• YOUR INSTRUCTIONS
Can you rewrite the records below as a two-column CSV with the header row `request,answer`? Give one row per record, with its request text and its answer each in a single double-quoted field and every line break turned into a space.

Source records
__________________________________________________

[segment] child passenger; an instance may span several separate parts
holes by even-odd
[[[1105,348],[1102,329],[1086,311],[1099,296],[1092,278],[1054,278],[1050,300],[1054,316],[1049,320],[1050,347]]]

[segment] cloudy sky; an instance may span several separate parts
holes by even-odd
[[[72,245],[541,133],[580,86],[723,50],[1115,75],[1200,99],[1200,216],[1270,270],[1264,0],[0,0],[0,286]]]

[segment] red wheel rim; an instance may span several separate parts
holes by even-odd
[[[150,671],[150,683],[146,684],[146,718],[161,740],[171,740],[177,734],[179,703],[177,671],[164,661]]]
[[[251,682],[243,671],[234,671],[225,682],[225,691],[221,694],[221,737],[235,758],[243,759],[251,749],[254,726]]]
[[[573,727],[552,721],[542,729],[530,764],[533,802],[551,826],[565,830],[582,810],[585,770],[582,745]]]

__________________________________________________

• TASK RESPONSE
request,answer
"[segment] child passenger; an instance may span several separate parts holes by even-odd","[[[1105,348],[1102,329],[1086,311],[1099,296],[1092,278],[1054,278],[1050,300],[1054,316],[1049,320],[1050,347]]]"
"[segment] cloudy sky; an instance may span several separate parts holes by even-odd","[[[72,245],[541,133],[580,86],[723,50],[1115,75],[1200,99],[1200,216],[1270,270],[1264,0],[0,0],[0,286]]]"
"[segment] red wheel rim; an instance may span several separate parts holes by even-odd","[[[150,671],[150,683],[146,684],[146,718],[161,740],[171,740],[177,734],[179,703],[177,671],[164,661]]] [[[251,682],[243,671],[234,671],[225,682],[225,691],[221,694],[221,737],[235,758],[243,759],[251,749],[254,726]]] [[[573,727],[552,721],[542,729],[530,764],[533,802],[551,826],[565,830],[582,810],[585,770],[582,745]]]"